__Text segment__:
A renewed impetus is given to the growth of the cooperative sector to promote primary agriculture credit societies (PACS). The proposed computerisation of 63,000 cooperative societies will unlock the true potential and strengthen the cooperative movement in the country, deepen its reach to the grassroots, and promote cooperative-based economic development.

Agriculture Accelerator Fund

This is being set up to encourage and support agro startups in rural areas. It will implement cost-effective solutions to problems encountered by farmers by introducing contemporary technologies such as AI and drones for monitoring soil and crop health. Smart farming Practices will assist farmers in improving farming techniques and will help develop farmer-centric solution for crop planning.

Agriculture credit

With a focus on animal husbandry, dairy and fisheries sectors, an 11% increase in agriculture credit to Rs 20 lakh crore has been provided for 2023-24. This will enable farmers to meet their short-term crop loan requirements.

Decentralised Storage Capacity

Budget 2023 has proposed to create efficient storage capacity for agri-commodities with improved infrastructure like cold storages and better logistics. This will help reduce wastage, prevent distress sale of the produce, improve value addition, ensure better farmers’ returns, promote employment, and increase export earnings.

__Extracted information__:
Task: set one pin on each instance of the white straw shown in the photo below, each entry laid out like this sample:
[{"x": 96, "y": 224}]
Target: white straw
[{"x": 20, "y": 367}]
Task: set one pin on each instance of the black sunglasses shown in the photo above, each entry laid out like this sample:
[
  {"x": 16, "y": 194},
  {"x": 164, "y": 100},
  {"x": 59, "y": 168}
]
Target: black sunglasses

__Request 1__:
Answer these questions using the Budget 2023 agriculture text:
(a) How many cooperative societies are to be computerized?
(b) What technologies are named for monitoring soil and crop health?
(c) To what amount is agriculture credit raised for 2023-24?
__Request 2__:
For each statement, decide whether the Budget 2023 agriculture text supports it. Answer yes or no, and quote the words that settle it.
(a) Agriculture credit for 2023-24 rises by 11%.
(b) The Agriculture Accelerator Fund is aimed at startups in urban areas.
(c) The planned storage capacity is expected to raise export earnings.
__Request 3__: Carry on the Budget 2023 agriculture text from its last sentence.

__Written answer 1__:
(a) 63,000
(b) AI and drones
(c) Rs 20 lakh crore

__Written answer 2__:
(a) Yes: "an 11% increase in agriculture credit to Rs 20 lakh crore has been provided for 2023-24"
(b) No: "encourage and support agro startups in rural areas"
(c) Yes: "increase export earnings"

__Written answer 3__:
The government looks to reorient the agriculture sector to higher levels of farmers welfare through green farming, promoting digital technology and AI driven solutions, setting up of agro start-ups in rural areas, decentralised storage and thus better price realisation. All this will help the country achieve $100 billion agri-exports by 2030 compared with just $50.2 billion in 2020-21. Digitisation and the resultant efficiency gains coupled with upskilling of farm workers will be an important driver of India’s economic growth in the medium term.

The sector still faces challenges such as poor infrastructure, limited access to markets, and unfavourable weather conditions, but it continues to be an important source of food security and economic growth for India.